Exercises to complete >>
1. Please rewrite the stretch from "In 2021, the" through "than a decade." in the Gelman plume article, putting "NPL" in place of "National Priorities List".
2. Summarize the Gelman plume article in two sentences.

Exercise text >>
◇ ◇ ◇
This article was written as part of The Michigan Daily’s investigation to better understand the risks, advancements and future of water in Michigan and beyond. Read other stories from the project here.
The Gelman plume, an underground contaminated mass of water, has been spreading 1,4-dioxane, a possible human carcinogenic, into the groundwater of Scio Township and Ann Arbor since the 1960s. Although the Ann Arbor community has known about the plume since the 1980s, the site has only recently been put forward to be seriously considered for the Environmental Protection Agency’s list of the most severe contamination releases in the US.
In 1958, Charles Gelman, a U-M student, founded Gelman Sciences, Inc., a manufacturer of water and air pollution detection filters. Gelman Sciences used an estimated 850,000 lbs of 1,4-dioxane in its manufacturing process from 1966 to 1986 and polluted the soil and groundwater near the factory, located on South Wagner Road in Scio Township.
In 2021, the Michigan Department of Environment, Great Lakes, and Energy sent a letter to theEPA, requesting that the EPA reinitiate assessment of the Gelman plume for the National Priorities List, a list that contains the United States’ most serious uncontrolled or abandoned contamination sites. In March 2024, the EPA proposed the site for the Superfund program, which gives EPA the funds and authority for contamination clean-ups. As of December 2024, the EPA was in the process of assessing the responses they received in the 60-day public comment period and a decision has yet to be reached. The subsequent development of a clean-up plan can take more than a decade.
In an email to The Michigan Daily, Danielle Kaufman, EPA public affairs specialist, wrote that the EPA’s plans for addressing the contamination will be developed once the site is added to the NPL, but there have been no new updates to the process since December 2024.
◇ ◇ ◇
Dataset content >>

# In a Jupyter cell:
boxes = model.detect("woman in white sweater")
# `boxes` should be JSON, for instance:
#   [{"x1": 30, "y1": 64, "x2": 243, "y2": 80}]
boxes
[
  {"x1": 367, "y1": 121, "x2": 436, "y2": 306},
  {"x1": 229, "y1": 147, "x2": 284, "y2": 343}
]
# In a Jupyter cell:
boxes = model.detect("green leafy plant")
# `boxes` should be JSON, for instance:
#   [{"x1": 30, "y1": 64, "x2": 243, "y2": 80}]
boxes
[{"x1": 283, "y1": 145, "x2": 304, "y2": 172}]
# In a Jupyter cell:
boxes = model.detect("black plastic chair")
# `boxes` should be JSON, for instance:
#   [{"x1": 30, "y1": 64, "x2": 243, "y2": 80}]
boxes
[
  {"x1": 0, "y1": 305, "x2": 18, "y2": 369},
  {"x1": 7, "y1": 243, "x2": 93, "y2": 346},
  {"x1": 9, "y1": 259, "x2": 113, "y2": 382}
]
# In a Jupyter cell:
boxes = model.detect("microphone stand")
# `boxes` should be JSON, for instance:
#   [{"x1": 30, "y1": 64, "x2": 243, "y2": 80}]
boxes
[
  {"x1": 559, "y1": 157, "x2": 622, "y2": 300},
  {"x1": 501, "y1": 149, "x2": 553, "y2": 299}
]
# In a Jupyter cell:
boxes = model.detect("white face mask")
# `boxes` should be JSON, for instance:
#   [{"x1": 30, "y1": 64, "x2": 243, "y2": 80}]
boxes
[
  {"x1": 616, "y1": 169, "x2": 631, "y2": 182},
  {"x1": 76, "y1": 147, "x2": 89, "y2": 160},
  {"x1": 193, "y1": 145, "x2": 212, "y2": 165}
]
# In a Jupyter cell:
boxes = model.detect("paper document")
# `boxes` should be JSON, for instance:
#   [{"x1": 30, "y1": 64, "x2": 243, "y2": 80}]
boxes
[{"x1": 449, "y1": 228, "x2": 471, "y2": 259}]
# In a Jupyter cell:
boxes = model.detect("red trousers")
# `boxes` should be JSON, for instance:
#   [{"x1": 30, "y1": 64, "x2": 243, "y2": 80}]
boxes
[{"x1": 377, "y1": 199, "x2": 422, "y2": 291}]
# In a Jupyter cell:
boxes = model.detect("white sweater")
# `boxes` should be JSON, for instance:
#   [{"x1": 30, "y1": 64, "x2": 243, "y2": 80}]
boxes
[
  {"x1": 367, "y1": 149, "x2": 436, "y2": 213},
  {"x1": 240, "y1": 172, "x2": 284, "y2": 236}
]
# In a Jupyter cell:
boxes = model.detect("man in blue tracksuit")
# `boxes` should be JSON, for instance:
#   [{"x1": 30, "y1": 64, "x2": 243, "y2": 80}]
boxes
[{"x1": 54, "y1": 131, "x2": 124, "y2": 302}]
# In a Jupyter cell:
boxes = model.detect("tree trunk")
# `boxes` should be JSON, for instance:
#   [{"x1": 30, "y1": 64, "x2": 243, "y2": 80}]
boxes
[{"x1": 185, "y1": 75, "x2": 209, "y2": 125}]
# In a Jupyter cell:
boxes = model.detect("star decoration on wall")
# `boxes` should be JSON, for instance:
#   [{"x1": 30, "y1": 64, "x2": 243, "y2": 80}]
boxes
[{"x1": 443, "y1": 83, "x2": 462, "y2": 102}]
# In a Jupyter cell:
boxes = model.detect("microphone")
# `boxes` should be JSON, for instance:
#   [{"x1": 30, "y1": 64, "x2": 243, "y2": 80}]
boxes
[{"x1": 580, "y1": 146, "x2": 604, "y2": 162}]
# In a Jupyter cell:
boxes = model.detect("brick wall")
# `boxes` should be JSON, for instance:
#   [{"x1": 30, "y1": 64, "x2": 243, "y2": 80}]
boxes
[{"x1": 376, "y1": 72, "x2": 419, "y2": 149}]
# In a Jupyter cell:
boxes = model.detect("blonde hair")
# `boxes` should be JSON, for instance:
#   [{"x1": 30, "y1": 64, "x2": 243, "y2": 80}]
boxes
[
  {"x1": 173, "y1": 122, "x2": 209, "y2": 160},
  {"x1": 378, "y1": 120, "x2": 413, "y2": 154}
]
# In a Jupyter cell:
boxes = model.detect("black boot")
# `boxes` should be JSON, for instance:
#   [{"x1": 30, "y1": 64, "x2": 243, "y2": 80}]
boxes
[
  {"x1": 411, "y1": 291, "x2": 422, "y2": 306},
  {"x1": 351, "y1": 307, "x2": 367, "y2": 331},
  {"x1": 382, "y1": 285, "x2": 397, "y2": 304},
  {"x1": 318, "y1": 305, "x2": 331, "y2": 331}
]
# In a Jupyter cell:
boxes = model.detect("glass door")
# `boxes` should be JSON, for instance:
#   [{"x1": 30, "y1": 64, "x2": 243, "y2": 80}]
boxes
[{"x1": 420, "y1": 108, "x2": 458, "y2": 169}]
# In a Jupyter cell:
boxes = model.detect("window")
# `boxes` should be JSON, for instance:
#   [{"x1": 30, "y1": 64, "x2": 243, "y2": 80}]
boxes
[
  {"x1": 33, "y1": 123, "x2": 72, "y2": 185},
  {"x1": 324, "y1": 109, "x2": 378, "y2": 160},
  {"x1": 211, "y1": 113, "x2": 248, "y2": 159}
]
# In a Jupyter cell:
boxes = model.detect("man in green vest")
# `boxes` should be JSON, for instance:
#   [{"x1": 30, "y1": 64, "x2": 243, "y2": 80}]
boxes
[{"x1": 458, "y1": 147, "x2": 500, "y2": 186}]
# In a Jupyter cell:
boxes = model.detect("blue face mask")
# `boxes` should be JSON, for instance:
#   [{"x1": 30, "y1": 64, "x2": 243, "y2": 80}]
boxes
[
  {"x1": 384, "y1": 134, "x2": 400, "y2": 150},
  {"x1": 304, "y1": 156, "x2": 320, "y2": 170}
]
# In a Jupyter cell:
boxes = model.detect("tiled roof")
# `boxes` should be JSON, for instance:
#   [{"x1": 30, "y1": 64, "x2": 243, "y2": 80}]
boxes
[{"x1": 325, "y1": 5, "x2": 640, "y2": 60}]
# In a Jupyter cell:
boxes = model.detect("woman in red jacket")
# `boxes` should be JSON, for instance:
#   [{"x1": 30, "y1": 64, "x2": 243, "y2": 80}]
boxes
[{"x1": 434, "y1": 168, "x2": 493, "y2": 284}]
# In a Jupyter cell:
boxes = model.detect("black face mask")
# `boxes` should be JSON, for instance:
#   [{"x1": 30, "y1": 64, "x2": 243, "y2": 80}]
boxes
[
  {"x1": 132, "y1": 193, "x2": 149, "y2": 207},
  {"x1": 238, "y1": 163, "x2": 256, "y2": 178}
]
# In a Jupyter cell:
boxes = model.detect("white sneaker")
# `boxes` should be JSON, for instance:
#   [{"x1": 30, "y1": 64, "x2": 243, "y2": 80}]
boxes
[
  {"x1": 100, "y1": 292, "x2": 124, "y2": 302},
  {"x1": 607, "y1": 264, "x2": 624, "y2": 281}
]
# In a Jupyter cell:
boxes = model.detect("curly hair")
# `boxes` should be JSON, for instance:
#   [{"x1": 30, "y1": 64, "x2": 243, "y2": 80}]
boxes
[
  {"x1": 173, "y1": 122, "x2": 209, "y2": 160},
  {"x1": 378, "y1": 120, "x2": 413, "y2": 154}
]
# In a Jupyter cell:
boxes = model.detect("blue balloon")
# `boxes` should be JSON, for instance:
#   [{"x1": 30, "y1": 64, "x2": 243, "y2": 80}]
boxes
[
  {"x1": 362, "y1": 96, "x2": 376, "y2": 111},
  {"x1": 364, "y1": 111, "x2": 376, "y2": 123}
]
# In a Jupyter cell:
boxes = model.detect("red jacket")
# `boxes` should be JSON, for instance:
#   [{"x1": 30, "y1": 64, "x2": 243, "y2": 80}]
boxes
◇ ◇ ◇
Responses by task >>
1.
In 2021, the Michigan Department of Environment, Great Lakes, and Energy sent a letter to theEPA, requesting that the EPA reinitiate assessment of the Gelman plume for the NPL, a list that contains the United States’ most serious uncontrolled or abandoned contamination sites. In March 2024, the EPA proposed the site for the Superfund program, which gives EPA the funds and authority for contamination clean-ups. As of December 2024, the EPA was in the process of assessing the responses they received in the 60-day public comment period and a decision has yet to be reached. The subsequent development of a clean-up plan can take more than a decade.

2. The Gelman plume has been spreading 1,4-dioxane into the groundwater of Scio Township and Ann Arbor since the 1960s, after Gelman Sciences used an estimated 850,000 lbs of the chemical in its manufacturing from 1966 to 1986. Following a 2021 letter from the Michigan Department of Environment, Great Lakes, and Energy, the EPA proposed the site for the Superfund program in March 2024, but as of December 2024 no decision had been reached.